I wonder if a great literary author is somehow hampered by their success. As in, after they realize that their first novel is "great" in the minds of the world, that knowledge somehow erodes their confidence that they can duplicate or surpass their own success. They become so afraid of failing to live up to everyone's expectations that they give up. 

If that's the price of great success, sign me up for a lifetime of mediocre acclaim!


----------



## tim290280 (Jan 11, 2011)

Eric C said:


> *The more literary the novel the longer it takes, I'd say*. Franzen took nine years between his last two books, as I recall. In the meantime Harlen Coben published every year.


Why? I cannot think of any justification for this at all.


----------



## Marc Coburn (Mar 14, 2011)

tim290280 said:


> Why? I cannot think of any justification for this at all.


I agree. If one looks at what Ernest Hemingway or Henry James have published and how often, it is impossible to agree with this thesis.


----------



## Jamie Case (Feb 15, 2011)

Marc Coburn said:


> I agree. If one looks at what Ernest Hemingway or Henry James have published and how often, it is impossible to agree with this thesis.


Ernest Hemingway and Henry James were never on Oprah, never appeared on the cover of Time Magazine with the caption "Great American Novelist" and never had the POTUS photographed with a pre-publication copy of their novel all within the space of a free months. Pressure much?

Literary novelists today are faced with the expectation that their books be *important*. Important is not the same as meaningful, which used to be the standard before we lived in a 24-hour media circus. Important is very, very rare.

_Brief a_
Name every published author mentioned in the forum thread.
The forum thread above and the rows that come after it are unrelated material.

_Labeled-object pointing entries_
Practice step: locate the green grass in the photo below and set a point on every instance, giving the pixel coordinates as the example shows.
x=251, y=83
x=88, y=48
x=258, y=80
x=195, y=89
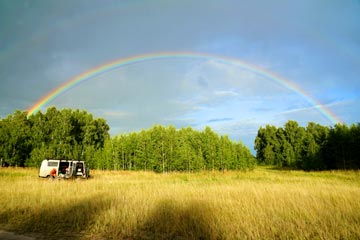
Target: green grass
x=261, y=204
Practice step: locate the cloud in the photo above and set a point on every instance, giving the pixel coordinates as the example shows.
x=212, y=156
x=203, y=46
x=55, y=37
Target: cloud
x=220, y=120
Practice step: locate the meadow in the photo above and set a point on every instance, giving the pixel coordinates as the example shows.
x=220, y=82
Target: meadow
x=261, y=204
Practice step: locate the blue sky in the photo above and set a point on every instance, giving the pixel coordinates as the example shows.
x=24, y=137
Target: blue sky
x=313, y=44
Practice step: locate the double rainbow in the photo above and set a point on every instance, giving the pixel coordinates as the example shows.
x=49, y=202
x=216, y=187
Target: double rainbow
x=107, y=67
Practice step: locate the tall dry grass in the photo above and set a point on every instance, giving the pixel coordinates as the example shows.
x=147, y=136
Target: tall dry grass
x=262, y=204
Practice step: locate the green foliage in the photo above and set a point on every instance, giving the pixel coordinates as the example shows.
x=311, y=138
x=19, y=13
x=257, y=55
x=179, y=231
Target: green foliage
x=314, y=147
x=165, y=149
x=57, y=134
x=69, y=134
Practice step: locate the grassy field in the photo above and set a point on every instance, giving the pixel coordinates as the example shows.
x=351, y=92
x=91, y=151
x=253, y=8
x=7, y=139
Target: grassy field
x=261, y=204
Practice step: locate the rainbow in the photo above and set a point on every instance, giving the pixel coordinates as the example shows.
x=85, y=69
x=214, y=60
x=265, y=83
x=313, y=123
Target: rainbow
x=107, y=67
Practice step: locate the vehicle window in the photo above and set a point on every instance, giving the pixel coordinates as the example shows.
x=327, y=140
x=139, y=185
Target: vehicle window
x=52, y=164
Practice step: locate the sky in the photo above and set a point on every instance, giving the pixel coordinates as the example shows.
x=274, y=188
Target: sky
x=232, y=65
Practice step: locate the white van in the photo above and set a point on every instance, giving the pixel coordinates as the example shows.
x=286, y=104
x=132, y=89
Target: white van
x=63, y=169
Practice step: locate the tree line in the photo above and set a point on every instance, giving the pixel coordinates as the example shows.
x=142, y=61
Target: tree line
x=75, y=134
x=314, y=147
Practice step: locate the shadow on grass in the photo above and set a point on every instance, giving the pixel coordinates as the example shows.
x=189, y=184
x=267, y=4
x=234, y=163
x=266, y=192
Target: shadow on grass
x=57, y=221
x=171, y=220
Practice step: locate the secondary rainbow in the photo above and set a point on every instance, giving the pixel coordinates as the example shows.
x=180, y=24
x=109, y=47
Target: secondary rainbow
x=107, y=67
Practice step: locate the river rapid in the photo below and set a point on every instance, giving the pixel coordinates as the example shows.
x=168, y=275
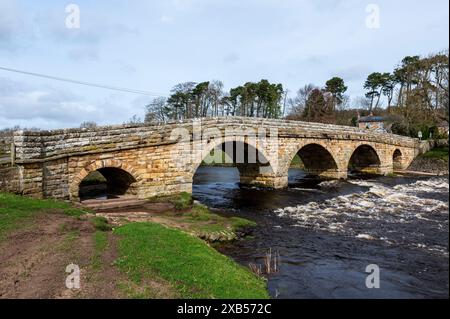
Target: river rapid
x=328, y=232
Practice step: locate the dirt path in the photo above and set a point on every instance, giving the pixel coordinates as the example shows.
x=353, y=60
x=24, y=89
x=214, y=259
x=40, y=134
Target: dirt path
x=33, y=261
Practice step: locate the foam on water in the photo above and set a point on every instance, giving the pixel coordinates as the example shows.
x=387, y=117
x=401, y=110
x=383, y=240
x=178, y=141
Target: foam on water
x=397, y=214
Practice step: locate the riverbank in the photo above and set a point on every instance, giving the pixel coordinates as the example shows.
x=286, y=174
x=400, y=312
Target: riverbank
x=435, y=162
x=39, y=238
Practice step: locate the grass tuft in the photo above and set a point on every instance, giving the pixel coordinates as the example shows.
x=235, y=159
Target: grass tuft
x=193, y=268
x=101, y=224
x=17, y=212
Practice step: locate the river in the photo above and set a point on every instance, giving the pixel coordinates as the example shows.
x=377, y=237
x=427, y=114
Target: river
x=328, y=232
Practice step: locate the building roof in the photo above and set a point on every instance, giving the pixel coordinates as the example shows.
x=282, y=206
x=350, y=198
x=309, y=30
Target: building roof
x=369, y=119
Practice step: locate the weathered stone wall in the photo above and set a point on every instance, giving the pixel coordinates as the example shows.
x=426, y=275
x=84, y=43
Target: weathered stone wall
x=10, y=179
x=160, y=157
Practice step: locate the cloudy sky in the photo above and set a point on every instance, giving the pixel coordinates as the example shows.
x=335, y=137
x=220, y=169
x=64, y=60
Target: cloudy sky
x=152, y=45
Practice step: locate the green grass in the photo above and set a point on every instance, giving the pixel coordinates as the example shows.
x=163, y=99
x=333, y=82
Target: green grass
x=196, y=270
x=238, y=223
x=440, y=153
x=297, y=162
x=94, y=178
x=180, y=201
x=17, y=211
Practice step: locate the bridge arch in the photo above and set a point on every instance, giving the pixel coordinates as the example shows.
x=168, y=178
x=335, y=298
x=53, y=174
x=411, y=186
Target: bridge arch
x=365, y=159
x=397, y=159
x=121, y=179
x=317, y=160
x=255, y=166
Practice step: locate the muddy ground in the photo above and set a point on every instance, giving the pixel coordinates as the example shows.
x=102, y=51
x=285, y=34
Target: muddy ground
x=33, y=261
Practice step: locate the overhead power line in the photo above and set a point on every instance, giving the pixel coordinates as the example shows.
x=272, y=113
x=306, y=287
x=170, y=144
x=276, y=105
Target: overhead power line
x=82, y=82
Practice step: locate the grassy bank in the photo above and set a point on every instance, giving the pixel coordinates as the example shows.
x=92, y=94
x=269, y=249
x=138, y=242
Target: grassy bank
x=17, y=212
x=136, y=260
x=193, y=269
x=200, y=220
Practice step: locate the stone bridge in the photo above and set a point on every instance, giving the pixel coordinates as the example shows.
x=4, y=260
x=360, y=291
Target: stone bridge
x=160, y=159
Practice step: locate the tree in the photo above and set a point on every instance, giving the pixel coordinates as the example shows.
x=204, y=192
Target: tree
x=88, y=125
x=159, y=111
x=374, y=85
x=337, y=88
x=298, y=103
x=316, y=106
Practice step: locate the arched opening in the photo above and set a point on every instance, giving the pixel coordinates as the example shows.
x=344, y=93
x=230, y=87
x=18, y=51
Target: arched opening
x=364, y=160
x=312, y=160
x=228, y=167
x=397, y=159
x=107, y=182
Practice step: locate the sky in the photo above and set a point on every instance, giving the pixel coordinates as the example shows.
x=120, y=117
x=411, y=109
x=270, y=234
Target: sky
x=153, y=45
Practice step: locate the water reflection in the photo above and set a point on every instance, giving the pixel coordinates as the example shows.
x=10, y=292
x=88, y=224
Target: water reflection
x=328, y=232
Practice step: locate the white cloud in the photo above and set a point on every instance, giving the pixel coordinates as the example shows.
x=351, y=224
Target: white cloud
x=166, y=19
x=46, y=107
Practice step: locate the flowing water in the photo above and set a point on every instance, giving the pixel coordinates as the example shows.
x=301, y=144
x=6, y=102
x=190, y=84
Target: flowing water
x=327, y=233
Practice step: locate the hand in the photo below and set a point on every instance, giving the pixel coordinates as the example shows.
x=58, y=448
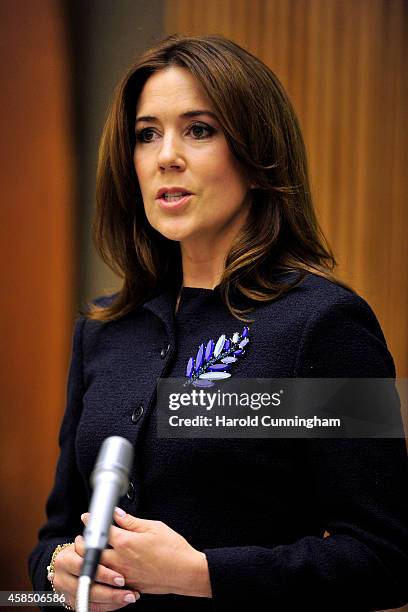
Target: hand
x=67, y=568
x=154, y=558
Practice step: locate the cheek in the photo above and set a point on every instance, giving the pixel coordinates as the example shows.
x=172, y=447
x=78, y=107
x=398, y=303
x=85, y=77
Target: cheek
x=227, y=179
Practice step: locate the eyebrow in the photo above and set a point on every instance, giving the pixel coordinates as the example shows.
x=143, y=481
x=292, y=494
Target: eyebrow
x=187, y=115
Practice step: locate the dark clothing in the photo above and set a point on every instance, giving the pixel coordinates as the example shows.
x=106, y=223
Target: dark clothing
x=258, y=508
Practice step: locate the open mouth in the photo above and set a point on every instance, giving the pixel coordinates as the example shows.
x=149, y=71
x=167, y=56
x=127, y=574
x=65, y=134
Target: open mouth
x=174, y=197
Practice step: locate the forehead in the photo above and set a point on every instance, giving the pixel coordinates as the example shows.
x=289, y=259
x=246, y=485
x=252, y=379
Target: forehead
x=171, y=88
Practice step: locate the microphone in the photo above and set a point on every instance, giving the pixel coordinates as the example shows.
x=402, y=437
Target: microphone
x=110, y=480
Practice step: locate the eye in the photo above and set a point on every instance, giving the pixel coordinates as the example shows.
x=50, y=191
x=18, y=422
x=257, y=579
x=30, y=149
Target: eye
x=201, y=130
x=145, y=135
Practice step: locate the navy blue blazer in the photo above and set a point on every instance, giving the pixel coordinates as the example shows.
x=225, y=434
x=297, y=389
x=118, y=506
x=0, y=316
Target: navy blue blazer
x=258, y=508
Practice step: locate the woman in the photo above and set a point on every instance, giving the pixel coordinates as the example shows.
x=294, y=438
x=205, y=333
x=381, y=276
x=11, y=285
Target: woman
x=204, y=209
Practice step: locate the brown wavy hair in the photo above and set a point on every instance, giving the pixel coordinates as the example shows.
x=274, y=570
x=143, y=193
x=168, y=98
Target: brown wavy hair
x=281, y=233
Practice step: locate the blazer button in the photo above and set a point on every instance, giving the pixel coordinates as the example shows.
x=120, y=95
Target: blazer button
x=137, y=413
x=164, y=351
x=131, y=491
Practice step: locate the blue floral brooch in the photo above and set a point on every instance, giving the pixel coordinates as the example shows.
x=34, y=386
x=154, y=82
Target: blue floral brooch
x=214, y=360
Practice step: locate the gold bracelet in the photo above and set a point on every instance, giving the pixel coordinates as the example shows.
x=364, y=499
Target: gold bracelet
x=51, y=567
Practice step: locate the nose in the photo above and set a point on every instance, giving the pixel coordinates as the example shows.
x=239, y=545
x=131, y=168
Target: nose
x=170, y=154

_Brief b_
Please repeat the rows without changes, covering the stretch from the line containing "Practice step: locate the blue floral" through the last row.

_Correct output a_
Franzen, Harlen Coben, Ernest Hemingway, Henry James

_Correct output b_
Practice step: locate the blue floral brooch in the photo above and set a point on every instance, giving the pixel coordinates as the example shows.
x=34, y=386
x=154, y=82
Target: blue floral brooch
x=214, y=360
Practice step: locate the gold bracelet in the photo above and set a point on every instance, giving the pixel coordinates as the example shows.
x=364, y=499
Target: gold bracelet
x=51, y=567
Practice step: locate the nose in the photo above and set a point on every instance, giving the pixel coordinates as the example shows.
x=239, y=545
x=131, y=168
Target: nose
x=170, y=154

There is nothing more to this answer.